*Sobre a tarefa*: Devolva sem nenhuma alteração as linhas que vão da que contém "For the pointing benchmark, tag the sign" até a que contém "Target: sign with text litva lithuania", incluindo as duas. Deixe as imagens de fora da resposta.
○ ○ ○ ○ ○
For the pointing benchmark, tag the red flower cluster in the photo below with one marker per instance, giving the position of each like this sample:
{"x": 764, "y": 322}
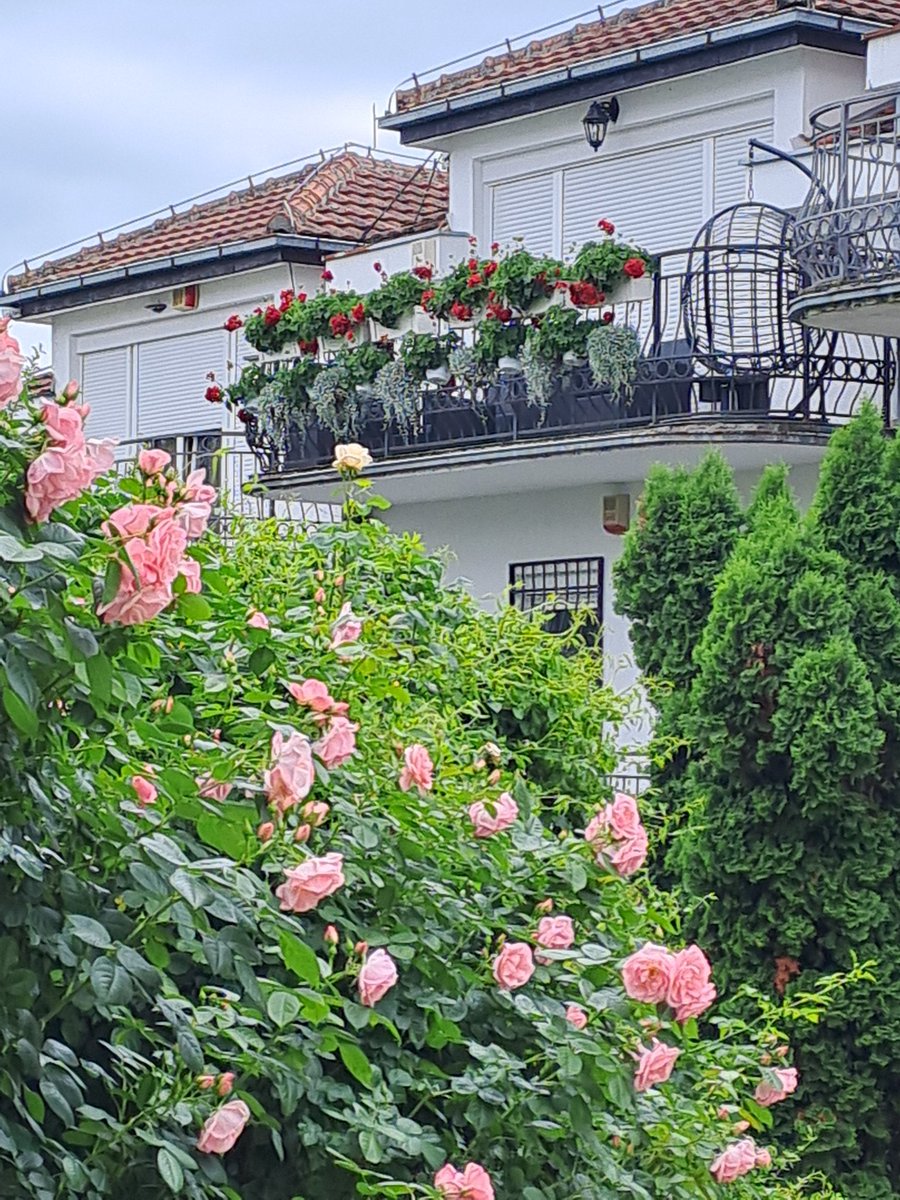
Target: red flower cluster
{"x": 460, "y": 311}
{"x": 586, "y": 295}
○ ○ ○ ○ ○
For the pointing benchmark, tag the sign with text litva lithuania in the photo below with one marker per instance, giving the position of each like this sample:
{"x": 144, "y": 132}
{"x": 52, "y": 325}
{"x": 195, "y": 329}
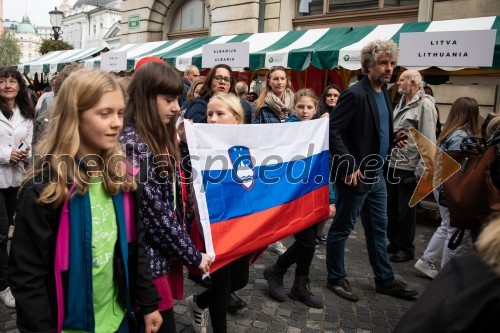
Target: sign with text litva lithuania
○ ○ ○ ○ ○
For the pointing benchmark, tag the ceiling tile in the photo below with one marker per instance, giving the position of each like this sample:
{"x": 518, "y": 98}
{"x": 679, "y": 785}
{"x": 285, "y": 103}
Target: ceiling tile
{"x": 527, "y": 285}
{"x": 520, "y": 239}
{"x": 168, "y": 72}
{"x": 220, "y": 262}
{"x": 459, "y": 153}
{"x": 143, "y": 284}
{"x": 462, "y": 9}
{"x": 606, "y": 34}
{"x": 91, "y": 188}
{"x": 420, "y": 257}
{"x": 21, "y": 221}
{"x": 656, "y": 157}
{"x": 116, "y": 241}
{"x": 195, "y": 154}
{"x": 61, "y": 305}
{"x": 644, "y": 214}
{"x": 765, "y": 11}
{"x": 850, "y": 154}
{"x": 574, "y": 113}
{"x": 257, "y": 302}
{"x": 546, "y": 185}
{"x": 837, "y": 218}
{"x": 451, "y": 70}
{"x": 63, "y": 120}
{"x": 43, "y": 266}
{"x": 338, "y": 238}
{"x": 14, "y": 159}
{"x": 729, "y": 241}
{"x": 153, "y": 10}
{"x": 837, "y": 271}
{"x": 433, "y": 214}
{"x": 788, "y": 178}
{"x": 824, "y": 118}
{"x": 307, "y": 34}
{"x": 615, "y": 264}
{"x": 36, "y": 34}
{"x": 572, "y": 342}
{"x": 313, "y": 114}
○ ○ ○ ○ ○
*Resposta final*:
For the pointing benchmark, tag the sign with text litva lithuania in the photo below with one marker per instance, giving the position of each like this sample:
{"x": 144, "y": 132}
{"x": 52, "y": 325}
{"x": 195, "y": 329}
Target: sign with text litva lithuania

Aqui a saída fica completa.